== Testo di partenza ==

Nelle immagini associate a questo articolo sono riportati gli alimenti che erano considerati appartenere a una delle quattro diverse categorie.

Ma, per tornare al radicchio, varietà di cicoria notoriamente pregiata per il delizioso sapore, oltre che per le sue proprietà antiossidanti, e immunitarie, rimandiamo al prossimo numero i dettagli della biochimica di inulina, fenoli e alcaloidi, per accennare ora qualcosa di meno familiare, in quanto meno celebrato dalla stampa salutista, a proposito dei terpeni (anche per questi ultimi rimandando comunque gli opportuni approfondimenti ai prossimi nostri articoli sul radicchio).

Fenoli, alcaloidi e terpeni sono tutti prodotti del metabolismo secondario (cioè non hanno una importanza fondamentale, come, per esempio le sostanze che vanno a costruire i tessuti di cui l’organismo è costituito), ma non ci si faccia ingannare da tale classificazione: sono infatti sostanze dotate di una elevatissima e molto rilevante attività specifica, ovvero hanno la funzione biologica di favorire la sopravvivenza dell’individuo che li produce.

===

▸ Consegna 1:
Nel testo sul radicchio, di quale metabolismo sono prodotti fenoli, alcaloidi e terpeni?
▸ Consegna 2:
Riporta dal testo sul radicchio il passo che si apre con le parole "Ma, per tornare" e si chiude con "articoli sul radicchio).".

== Righe del dataset ==

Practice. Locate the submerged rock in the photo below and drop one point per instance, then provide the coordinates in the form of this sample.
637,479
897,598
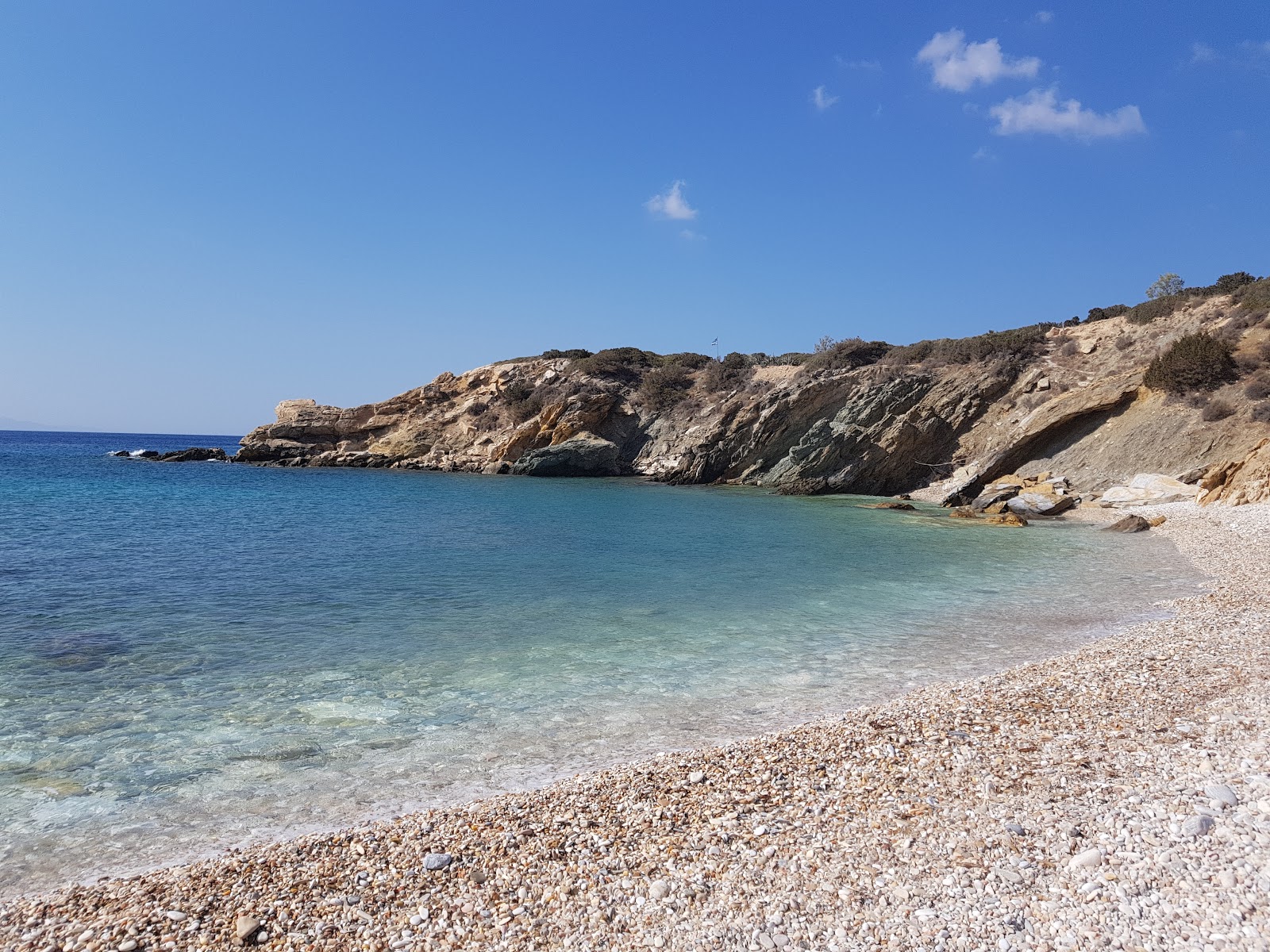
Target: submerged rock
1130,524
1149,488
1006,520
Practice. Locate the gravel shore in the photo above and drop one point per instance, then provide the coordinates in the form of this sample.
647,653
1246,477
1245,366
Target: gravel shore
1113,797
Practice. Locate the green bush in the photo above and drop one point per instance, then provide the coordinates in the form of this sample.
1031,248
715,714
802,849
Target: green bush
727,374
1194,362
689,359
1020,343
1102,314
664,387
1254,296
624,363
848,355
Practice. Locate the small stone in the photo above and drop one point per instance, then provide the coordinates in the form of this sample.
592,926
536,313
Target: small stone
1198,825
245,926
1087,858
1222,793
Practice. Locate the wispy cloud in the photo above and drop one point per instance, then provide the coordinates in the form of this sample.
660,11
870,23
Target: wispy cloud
821,99
1041,112
958,65
672,205
1203,52
869,65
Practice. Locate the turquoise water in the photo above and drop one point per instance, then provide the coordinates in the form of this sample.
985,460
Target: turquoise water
196,655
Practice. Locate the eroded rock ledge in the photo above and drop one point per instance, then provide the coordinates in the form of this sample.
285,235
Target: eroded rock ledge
1077,406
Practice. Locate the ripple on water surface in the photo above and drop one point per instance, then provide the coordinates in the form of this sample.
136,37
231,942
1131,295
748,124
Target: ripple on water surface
196,655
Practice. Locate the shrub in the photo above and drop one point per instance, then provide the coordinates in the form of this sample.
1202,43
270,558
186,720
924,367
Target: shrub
1257,387
624,363
575,355
1229,283
1157,308
1194,362
692,362
1165,286
664,387
1255,296
1102,314
725,374
1020,343
1216,410
848,355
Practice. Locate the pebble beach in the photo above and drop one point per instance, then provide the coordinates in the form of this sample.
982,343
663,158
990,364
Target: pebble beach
1117,797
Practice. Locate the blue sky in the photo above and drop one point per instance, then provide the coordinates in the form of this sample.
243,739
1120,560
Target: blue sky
207,207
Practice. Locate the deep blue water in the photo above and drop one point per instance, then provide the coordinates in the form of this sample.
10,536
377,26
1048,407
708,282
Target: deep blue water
200,654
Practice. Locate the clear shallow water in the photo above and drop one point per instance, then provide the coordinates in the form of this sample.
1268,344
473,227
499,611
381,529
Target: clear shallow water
194,655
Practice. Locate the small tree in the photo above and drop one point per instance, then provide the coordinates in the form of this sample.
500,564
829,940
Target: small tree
1197,362
1165,286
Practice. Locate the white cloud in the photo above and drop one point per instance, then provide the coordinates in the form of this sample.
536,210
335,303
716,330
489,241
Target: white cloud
1039,111
958,65
1203,52
821,99
870,65
672,205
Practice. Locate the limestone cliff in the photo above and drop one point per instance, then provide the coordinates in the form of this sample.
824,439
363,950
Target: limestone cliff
1075,403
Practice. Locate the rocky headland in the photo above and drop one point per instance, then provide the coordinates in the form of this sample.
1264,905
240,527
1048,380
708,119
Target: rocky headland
945,418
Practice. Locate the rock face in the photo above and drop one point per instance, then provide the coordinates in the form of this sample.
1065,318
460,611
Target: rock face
584,455
1149,488
950,432
1238,482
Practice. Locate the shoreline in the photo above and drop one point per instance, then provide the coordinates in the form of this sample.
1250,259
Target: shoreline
795,835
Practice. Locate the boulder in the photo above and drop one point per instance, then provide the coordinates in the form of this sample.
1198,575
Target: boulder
582,455
1130,524
990,498
1149,488
194,455
1030,505
1006,520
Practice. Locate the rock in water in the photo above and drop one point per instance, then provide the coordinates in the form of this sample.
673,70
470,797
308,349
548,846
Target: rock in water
583,455
1198,827
245,927
1149,488
1006,520
1130,524
194,455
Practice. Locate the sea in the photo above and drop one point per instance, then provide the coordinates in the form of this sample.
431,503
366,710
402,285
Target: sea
196,657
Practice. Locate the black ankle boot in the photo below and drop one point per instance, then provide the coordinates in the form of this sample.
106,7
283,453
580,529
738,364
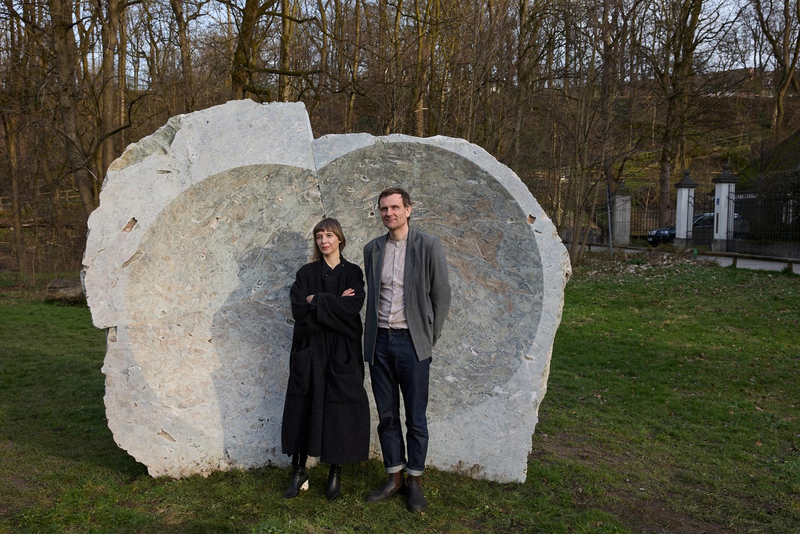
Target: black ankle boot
299,477
395,484
334,488
415,500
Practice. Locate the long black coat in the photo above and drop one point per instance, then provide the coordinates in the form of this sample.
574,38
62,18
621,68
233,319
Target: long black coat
327,412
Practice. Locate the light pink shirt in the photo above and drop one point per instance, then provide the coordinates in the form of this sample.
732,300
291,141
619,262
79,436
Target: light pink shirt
391,307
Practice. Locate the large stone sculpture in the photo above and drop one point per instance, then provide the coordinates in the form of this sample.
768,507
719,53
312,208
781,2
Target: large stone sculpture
200,229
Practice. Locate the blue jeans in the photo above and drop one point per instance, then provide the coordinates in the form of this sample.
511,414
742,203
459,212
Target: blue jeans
395,364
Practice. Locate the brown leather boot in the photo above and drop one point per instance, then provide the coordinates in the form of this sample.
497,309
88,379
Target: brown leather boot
415,500
394,484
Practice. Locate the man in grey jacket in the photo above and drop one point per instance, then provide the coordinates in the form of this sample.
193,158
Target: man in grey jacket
407,303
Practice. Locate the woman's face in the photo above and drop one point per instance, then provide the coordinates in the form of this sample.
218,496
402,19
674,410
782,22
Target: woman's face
327,242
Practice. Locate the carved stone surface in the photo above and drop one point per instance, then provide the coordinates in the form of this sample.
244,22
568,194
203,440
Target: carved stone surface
200,231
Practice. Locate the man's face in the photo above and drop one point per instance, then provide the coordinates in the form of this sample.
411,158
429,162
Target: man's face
393,213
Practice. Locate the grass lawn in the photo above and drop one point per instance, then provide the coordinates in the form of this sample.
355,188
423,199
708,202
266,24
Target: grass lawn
672,406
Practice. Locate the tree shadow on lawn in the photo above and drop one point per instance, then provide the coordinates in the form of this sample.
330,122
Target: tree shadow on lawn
638,511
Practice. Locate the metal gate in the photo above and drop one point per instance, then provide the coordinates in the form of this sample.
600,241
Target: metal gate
700,230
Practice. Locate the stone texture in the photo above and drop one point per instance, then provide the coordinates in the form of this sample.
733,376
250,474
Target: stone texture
507,272
195,244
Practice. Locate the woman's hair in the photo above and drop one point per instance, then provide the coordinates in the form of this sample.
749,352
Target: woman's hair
327,225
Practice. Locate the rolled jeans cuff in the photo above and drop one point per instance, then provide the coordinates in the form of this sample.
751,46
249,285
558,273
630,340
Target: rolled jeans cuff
395,469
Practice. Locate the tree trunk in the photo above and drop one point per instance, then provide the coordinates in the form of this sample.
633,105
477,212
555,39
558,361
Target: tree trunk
109,31
64,48
10,127
287,31
240,70
185,46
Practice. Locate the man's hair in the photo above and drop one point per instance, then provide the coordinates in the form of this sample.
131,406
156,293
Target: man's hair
327,225
396,191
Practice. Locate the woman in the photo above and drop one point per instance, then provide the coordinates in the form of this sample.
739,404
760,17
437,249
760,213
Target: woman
326,412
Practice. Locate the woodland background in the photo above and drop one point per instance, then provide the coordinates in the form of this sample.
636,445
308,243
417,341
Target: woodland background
575,96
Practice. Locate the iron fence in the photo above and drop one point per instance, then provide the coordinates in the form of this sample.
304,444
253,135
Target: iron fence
766,217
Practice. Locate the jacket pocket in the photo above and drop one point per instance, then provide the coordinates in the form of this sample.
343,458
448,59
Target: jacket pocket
345,381
299,372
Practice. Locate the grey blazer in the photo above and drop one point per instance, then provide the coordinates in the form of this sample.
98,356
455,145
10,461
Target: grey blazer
425,286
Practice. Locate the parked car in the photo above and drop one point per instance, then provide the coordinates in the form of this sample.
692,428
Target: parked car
666,234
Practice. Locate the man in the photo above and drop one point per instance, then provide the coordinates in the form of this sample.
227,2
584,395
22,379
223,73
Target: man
407,303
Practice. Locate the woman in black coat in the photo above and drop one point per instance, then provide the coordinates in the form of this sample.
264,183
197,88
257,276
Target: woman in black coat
326,413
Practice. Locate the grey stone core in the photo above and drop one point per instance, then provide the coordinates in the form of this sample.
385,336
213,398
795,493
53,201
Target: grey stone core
193,249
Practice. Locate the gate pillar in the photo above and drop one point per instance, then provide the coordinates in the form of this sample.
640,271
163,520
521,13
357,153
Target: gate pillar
725,187
684,212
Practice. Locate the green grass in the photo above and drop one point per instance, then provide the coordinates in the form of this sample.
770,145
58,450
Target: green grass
672,405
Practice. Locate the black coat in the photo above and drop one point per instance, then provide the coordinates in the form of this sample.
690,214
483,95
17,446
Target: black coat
326,413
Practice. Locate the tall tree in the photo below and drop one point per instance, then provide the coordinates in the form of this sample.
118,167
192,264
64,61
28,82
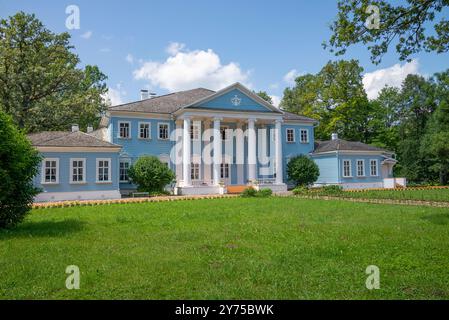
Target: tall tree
336,97
41,85
378,27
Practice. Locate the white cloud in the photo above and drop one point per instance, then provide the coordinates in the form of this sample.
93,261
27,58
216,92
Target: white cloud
87,35
129,58
393,76
115,96
186,69
276,100
174,47
290,77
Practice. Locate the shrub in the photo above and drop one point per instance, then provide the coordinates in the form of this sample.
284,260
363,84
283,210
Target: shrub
150,175
264,193
301,190
302,170
18,165
249,192
332,190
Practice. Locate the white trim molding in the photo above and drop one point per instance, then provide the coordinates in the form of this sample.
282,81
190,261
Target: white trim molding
84,171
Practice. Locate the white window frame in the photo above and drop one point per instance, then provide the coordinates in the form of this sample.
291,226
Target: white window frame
129,129
43,171
119,173
363,167
159,130
109,171
83,160
307,135
226,132
350,168
195,167
140,130
371,167
286,135
195,131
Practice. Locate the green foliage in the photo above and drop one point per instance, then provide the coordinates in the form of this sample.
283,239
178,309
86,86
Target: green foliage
400,22
250,192
302,170
150,174
41,85
264,95
18,165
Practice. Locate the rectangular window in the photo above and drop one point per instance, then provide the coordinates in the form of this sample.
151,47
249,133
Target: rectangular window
50,170
77,170
346,168
123,171
124,130
195,131
290,135
304,136
224,170
103,170
163,131
195,171
360,168
144,130
373,167
224,132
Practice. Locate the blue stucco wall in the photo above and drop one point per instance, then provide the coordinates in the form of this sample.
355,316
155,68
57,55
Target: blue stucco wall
223,102
64,184
328,165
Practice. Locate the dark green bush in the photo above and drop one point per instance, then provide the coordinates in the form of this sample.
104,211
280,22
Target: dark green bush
18,165
151,175
264,193
302,170
249,192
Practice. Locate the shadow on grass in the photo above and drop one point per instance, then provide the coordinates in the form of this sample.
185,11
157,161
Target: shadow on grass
437,218
43,229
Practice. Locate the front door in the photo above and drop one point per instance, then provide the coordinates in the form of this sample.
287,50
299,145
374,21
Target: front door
225,173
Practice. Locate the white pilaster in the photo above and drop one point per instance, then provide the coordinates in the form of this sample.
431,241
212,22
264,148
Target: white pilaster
217,151
240,153
252,157
186,153
278,152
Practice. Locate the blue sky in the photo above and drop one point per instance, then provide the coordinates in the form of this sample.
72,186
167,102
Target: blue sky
175,45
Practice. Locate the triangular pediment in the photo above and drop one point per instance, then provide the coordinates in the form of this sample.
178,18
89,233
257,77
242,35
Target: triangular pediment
234,98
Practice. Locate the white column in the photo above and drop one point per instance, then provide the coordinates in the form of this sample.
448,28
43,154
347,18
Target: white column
206,166
251,150
217,151
186,153
178,151
240,153
278,152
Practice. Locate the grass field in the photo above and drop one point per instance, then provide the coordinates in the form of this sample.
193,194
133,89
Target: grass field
275,248
406,194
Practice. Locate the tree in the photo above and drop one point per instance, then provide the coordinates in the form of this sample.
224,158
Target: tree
335,97
302,170
264,95
41,86
150,174
405,24
18,165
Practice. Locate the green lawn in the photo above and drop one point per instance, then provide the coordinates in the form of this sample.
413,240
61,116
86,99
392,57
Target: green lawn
406,194
275,248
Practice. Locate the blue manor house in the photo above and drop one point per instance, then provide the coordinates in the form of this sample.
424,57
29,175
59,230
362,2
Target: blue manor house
180,127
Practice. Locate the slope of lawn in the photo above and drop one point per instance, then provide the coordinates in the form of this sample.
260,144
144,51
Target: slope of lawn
406,194
275,248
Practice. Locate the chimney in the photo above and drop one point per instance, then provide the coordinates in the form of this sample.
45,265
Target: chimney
144,94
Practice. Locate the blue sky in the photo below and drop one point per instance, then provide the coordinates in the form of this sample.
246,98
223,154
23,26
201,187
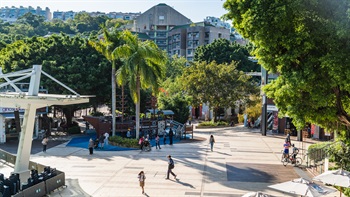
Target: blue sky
196,10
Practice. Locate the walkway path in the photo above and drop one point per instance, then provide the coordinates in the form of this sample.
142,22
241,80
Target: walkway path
242,161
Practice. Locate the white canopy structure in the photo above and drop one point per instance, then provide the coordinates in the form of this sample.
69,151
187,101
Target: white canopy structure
30,101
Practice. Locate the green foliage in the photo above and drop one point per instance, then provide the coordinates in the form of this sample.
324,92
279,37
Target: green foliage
220,85
74,130
253,109
223,51
178,104
96,113
124,142
314,151
213,124
240,118
306,43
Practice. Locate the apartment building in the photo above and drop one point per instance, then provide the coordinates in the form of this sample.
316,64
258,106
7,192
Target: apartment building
184,40
158,21
11,14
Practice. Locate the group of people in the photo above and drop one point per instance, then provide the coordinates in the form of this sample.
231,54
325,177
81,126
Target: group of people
287,144
142,177
145,140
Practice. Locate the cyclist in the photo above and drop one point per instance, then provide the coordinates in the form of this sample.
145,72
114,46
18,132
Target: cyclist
286,146
295,152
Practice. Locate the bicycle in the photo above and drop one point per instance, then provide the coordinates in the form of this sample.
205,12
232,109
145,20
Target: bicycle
289,159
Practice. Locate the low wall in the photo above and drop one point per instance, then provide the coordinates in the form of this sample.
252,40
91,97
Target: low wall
40,189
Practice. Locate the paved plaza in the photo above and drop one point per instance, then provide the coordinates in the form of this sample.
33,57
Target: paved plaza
242,161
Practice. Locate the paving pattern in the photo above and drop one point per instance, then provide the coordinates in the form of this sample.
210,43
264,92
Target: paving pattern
242,161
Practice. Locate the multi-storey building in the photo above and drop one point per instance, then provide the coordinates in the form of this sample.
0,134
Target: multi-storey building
158,21
183,40
11,14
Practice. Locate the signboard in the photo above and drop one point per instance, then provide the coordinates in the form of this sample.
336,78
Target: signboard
9,110
271,108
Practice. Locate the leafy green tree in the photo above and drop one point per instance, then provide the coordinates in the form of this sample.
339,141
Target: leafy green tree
306,42
171,95
70,60
219,85
31,19
223,51
144,67
106,46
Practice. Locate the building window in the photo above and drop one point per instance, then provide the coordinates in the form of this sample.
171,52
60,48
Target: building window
193,35
189,43
161,34
189,51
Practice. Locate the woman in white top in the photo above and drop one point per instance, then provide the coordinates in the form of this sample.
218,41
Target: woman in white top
142,178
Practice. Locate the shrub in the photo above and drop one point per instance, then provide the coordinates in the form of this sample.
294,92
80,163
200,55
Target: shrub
213,124
124,142
314,151
74,130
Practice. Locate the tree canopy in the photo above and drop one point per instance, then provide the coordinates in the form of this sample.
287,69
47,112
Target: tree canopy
307,43
223,51
220,85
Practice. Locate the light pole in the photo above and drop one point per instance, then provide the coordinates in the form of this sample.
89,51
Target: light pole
264,80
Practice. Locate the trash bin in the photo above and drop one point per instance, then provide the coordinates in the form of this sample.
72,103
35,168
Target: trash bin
300,135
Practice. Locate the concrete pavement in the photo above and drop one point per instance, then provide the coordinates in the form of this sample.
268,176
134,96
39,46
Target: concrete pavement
242,161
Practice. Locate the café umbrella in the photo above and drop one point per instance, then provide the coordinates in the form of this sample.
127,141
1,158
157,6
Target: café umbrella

===

▸ Risultato 1:
Del metabolismo secondario.

▸ Risultato 2:
Ma, per tornare al radicchio, varietà di cicoria notoriamente pregiata per il delizioso sapore, oltre che per le sue proprietà antiossidanti, e immunitarie, rimandiamo al prossimo numero i dettagli della biochimica di inulina, fenoli e alcaloidi, per accennare ora qualcosa di meno familiare, in quanto meno celebrato dalla stampa salutista, a proposito dei terpeni (anche per questi ultimi rimandando comunque gli opportuni approfondimenti ai prossimi nostri articoli sul radicchio).